SICP makes me feel incompetent How do I overcome this? - fzkl
I have so far attempted to work through the book three times and then quit. Each time I start from the beginning, go through every line and do every problem in the exercises and then eventually stop somewhere down the lane (within less than the first 50 pages).<p>After a lot of mental effort I decided to make another attempt. However this time I decided to analyze why I stopped the first three times and found that I stopped every time at the exact same page. At this page was a problem which made me realize: "Here is a solution to a problem which I could probably have never ever thought of by myself". I think this somehow depressed me and made me wonder if things were going to get very tough for me to understand or its probably the fear of encountering such problems more and more as I go through the book.<p>Note that I thoroughly enjoyed working on the exercises until this part of the book. It was like an orgasm of the mind. But somehow when I get to this problem, I feel incompetent. It doesn't help much that I am bit mathematically handicapped.<p>The problem I am talking about here is the counting change problem in the first chapter.

## DATA BLOCK
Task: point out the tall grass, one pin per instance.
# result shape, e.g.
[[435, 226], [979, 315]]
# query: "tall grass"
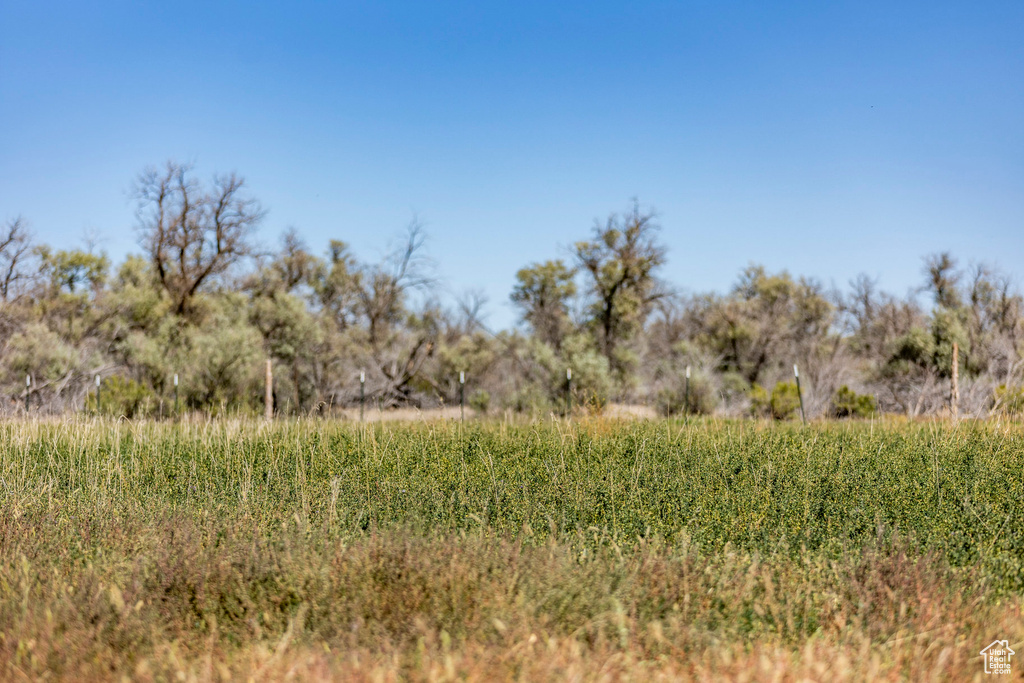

## DIRECTIONS
In the forum post about struggling with SICP, which problem caused the writer to stop each time?

## THE OUTPUT
The counting change problem in the first chapter.